* [WHAT TO PRODUCE]
From the blog post about the flight to Vietnam, reproduce word for word the passage starting with "-Jonathan Swift" and going on through "where to begin....".

* [DOCUMENT SEGMENT]
-- start --

Tales from the Swamp
“Vision is the art of seeing what is invisible to others.”
-Jonathan Swift
Well, I know both of the people following this blog (hi Mom and Dad!) have been eagerly awaiting an update from Vietnam, so here it is. The internet has predictably been pretty spotty lately, which is partly the reason this has taken so long (the other being my own laziness). Now then, where to begin....
Many of you are probably aware that Vietnam is a ways away from California. I was aware of this fact too, but only in the abstract, and hadn't really braced myself for the 13 hours of very, very cramped quarters that was our flight from San Francisco to Taipei, Taiwan. Anyone who knows me will know that I do not fit into planes very well. Now, this was a Boeing 737, which is a plane that could probably fit the whole population of my home town in Michigan onboard. If it had been one of the hobbit planes I usually have to fly in in order to get to and from Vermont, I probably would have died. However, it still wasn't all that much fun. The seats are spaced just far enough apart that I can almost, fully extend my legs without colliding with the seat in front of me. Almost. I pity the fool who has to sit in front of my plane, as there are exactly 2 positions in which I can sleep: with my back wedged against the back of the seat and my legs extended into the aisle (not suitable for flight attendants) or with my back on the bottom of the seat and my knees pushing against the back of the seat (not suitable for the poor soul in front of me). Needless to say, I didn't get much sleep.
Nonetheless, I made it the entire flight without jumping out of the emergency exit, and we arrived in Taipei safely. The flight departed at 1:30 AM on Saturday morning and arrived at 6AM on Sunday, meaning that our 12-and-a-half-hour journey was actually 29,5 hours according to the calendar. The International Date Line is weird. I wish we had gotten a little more time in Taiwan, because the airport was actually beautiful. In particular, Taiwanese dumplings are fabulous. I'm beginning to see why Taiwanese restaurants are so popular (Joanne, if you're reading this, GET ON THAT).

-- end --

* [MATERIAL]
-- start --

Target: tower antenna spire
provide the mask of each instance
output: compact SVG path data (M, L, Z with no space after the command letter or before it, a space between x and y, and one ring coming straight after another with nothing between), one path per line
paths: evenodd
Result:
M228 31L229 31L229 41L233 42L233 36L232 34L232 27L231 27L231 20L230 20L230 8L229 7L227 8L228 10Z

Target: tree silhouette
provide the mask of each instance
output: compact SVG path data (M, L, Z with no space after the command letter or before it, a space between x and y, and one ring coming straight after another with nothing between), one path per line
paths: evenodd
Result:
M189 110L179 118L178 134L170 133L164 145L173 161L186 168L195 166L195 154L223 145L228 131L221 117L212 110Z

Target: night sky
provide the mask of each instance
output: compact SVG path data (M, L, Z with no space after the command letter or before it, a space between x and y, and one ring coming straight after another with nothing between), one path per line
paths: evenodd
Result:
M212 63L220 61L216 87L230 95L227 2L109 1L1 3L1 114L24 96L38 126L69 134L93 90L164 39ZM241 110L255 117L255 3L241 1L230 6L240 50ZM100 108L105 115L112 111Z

-- end --

* [TASK RESPONSE]
-Jonathan Swift
Well, I know both of the people following this blog (hi Mom and Dad!) have been eagerly awaiting an update from Vietnam, so here it is. The internet has predictably been pretty spotty lately, which is partly the reason this has taken so long (the other being my own laziness). Now then, where to begin....